§ **Exercise 1**: Reproduce the Darfur passage from "Hey, guess what?" to "to another camp.".
§ **Exercise 2**: According to the Darfur passage, to which camp did the State Department request the immediate return of all displaced persons?
§ **Exercise 3**: List each action that the State Department, through its spokesman, called on the Sudanese government to take, according to the Darfur passage.

Hey, guess what? The humanitarian crisis in Darfur is still going
on...and it seems the Sudanese government took advantage of the
attention hogging US Election. Refugees were moved out by the Sudanese Army in the middle of the night.
Taking advantage of the fact they'd ejected relief workers from the
region, they mobilized the people and have taken them to another camp.
WASHINGTON - The State Department urged the Sudanese
government Wednesday to arrange for the return of thousands of people
in Darfur who were forcibly removed from a camp where they had taken
refuge. Spokesman Richard Boucher said the post-midnight removal of the
Sudanese violated United Nations principles governing displaced persons
and U.N. Security Council resolutions on Sudan. Boucher also issued an
appeal for the withdrawal of Sudanese forces surrounding some camps for
the displaced in Darfur, and for the Sudanese government to let
humanitarian workers return to the region. "We stand with the
international community in holding the government of Sudan responsible
for the violations, and we request immediate return of all displaced
persons back to the camp at El Geer where they were moved from,"

(Point-based annotation data)
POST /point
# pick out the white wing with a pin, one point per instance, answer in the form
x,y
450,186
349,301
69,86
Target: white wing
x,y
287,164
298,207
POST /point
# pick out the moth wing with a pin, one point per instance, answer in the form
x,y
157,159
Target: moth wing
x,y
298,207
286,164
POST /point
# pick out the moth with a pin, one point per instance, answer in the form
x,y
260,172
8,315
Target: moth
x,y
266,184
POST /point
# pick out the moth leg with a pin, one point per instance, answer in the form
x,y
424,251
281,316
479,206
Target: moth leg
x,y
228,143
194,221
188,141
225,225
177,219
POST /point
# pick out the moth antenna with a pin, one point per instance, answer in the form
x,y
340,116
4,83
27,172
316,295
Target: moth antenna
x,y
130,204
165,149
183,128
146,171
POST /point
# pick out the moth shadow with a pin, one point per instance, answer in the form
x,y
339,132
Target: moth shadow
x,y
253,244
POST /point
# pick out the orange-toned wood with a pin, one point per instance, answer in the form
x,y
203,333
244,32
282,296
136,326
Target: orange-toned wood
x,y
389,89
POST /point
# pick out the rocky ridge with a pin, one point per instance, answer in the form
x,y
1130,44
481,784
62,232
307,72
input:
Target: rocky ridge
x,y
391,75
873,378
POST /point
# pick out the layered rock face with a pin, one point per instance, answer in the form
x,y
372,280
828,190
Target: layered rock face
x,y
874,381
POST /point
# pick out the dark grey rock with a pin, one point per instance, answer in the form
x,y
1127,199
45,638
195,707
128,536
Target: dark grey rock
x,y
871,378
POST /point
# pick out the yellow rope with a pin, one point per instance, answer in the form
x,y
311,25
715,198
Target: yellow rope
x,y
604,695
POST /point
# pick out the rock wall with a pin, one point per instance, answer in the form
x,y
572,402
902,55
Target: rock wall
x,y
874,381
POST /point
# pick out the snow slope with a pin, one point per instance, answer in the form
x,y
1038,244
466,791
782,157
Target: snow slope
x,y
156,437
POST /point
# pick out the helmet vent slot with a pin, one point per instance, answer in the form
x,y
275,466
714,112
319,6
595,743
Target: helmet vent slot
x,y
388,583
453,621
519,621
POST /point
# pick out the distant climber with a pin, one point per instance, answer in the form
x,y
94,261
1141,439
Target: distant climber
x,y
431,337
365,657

§ **Problem solution 1**:
Hey, guess what? The humanitarian crisis in Darfur is still going
on...and it seems the Sudanese government took advantage of the
attention hogging US Election. Refugees were moved out by the Sudanese Army in the middle of the night.
Taking advantage of the fact they'd ejected relief workers from the
region, they mobilized the people and have taken them to another camp.

§ **Problem solution 2**: The camp at El Geer.

§ **Problem solution 3**:
- Arrange for the return of the thousands of people forcibly removed from the camp at El Geer
- Withdraw the Sudanese forces surrounding some camps for the displaced in Darfur
- Let humanitarian workers return to the region